DESCRIPTION OF THE TASK: Starting at the top of the entries and ending with the line that contains "pixel 41 41", rewrite those lines with "marker" swapped in for "keypoint" and everything else left as is.

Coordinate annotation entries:
====================
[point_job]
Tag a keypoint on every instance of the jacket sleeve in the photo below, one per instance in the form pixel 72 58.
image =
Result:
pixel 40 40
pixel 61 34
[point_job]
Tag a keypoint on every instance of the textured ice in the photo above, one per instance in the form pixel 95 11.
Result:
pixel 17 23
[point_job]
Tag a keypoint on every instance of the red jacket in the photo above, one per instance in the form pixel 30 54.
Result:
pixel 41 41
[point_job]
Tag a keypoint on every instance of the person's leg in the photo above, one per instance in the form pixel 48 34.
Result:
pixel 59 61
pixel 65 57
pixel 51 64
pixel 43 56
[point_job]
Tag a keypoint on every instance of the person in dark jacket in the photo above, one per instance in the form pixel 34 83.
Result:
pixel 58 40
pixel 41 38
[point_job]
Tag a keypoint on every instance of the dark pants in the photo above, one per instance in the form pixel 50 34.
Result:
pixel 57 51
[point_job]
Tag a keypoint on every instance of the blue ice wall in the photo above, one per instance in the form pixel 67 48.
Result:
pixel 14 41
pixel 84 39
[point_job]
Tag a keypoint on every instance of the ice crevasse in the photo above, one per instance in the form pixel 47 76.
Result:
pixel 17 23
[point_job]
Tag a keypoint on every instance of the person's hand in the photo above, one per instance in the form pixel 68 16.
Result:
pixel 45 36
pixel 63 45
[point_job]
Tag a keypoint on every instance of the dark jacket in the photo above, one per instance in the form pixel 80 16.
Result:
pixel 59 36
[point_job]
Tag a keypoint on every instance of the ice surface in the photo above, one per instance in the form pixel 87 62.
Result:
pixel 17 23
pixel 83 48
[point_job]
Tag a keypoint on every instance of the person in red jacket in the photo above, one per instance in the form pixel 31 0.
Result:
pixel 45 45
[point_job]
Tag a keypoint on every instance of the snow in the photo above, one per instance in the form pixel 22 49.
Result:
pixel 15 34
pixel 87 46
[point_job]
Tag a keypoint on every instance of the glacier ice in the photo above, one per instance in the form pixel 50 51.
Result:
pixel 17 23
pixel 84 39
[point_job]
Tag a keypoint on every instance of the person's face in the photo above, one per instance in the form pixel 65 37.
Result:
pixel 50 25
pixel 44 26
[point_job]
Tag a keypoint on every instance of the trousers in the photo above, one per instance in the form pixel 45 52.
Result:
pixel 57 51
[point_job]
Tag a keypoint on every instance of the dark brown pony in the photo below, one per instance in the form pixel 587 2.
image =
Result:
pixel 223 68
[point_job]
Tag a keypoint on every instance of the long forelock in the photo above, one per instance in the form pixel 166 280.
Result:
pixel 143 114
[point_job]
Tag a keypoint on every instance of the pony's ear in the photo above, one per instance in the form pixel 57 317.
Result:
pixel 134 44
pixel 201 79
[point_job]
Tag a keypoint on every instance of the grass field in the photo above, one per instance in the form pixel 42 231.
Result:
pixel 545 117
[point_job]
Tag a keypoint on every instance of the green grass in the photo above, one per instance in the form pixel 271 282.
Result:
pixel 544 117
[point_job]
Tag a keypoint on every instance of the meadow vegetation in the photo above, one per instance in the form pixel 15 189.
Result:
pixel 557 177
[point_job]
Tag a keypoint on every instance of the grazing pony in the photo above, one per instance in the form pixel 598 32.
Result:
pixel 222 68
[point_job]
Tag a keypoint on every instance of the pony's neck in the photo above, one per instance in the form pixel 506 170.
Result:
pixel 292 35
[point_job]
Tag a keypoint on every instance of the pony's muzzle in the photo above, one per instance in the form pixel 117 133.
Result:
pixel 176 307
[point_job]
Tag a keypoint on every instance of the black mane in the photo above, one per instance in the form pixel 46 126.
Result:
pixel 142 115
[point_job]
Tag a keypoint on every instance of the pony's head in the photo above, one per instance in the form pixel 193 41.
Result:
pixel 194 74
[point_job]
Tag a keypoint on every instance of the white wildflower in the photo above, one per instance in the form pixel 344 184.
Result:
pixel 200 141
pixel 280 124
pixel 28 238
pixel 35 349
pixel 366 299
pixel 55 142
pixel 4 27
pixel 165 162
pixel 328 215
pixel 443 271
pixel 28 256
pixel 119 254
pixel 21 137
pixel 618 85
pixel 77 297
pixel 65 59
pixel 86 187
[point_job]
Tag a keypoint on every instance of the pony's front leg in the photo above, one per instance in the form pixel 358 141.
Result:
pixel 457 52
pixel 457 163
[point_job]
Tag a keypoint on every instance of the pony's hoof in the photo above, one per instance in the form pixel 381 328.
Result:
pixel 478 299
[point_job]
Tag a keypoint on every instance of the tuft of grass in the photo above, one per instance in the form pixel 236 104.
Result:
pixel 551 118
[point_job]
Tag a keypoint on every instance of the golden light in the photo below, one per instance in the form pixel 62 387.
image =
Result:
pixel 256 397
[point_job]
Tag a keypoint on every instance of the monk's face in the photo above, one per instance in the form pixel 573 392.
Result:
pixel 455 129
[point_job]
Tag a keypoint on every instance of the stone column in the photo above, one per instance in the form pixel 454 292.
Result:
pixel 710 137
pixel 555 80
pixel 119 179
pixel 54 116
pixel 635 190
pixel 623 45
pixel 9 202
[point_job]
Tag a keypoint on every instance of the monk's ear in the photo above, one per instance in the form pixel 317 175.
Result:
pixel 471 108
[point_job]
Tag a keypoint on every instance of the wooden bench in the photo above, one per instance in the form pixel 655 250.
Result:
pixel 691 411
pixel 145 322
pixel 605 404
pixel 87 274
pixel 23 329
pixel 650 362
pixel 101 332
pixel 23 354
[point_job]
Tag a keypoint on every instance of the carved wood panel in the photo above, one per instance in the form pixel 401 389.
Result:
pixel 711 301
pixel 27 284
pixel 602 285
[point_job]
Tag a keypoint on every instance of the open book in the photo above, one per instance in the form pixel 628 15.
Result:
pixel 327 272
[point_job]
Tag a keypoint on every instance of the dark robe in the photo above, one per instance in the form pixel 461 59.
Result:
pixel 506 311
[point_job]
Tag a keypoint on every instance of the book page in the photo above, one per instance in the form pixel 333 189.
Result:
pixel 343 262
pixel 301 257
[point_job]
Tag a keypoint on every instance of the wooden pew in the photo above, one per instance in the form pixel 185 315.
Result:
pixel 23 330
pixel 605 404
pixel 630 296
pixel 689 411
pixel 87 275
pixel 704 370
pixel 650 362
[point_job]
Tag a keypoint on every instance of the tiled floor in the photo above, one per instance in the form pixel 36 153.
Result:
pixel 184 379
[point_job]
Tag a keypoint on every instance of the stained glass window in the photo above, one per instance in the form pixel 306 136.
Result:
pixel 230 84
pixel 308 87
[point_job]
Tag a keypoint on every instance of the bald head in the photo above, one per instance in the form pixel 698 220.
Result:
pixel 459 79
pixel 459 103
====================
TASK OUTPUT:
[point_job]
Tag a marker on every instance of the jacket sleeve in the photo below, one per instance in the form pixel 72 58.
image =
Result:
pixel 40 40
pixel 61 34
[point_job]
Tag a marker on every instance of the textured ice in the photo above, one per instance in the form pixel 95 11.
Result:
pixel 17 23
[point_job]
Tag a marker on every instance of the red jacket in the photo above, one per instance in the form pixel 30 54.
Result:
pixel 41 41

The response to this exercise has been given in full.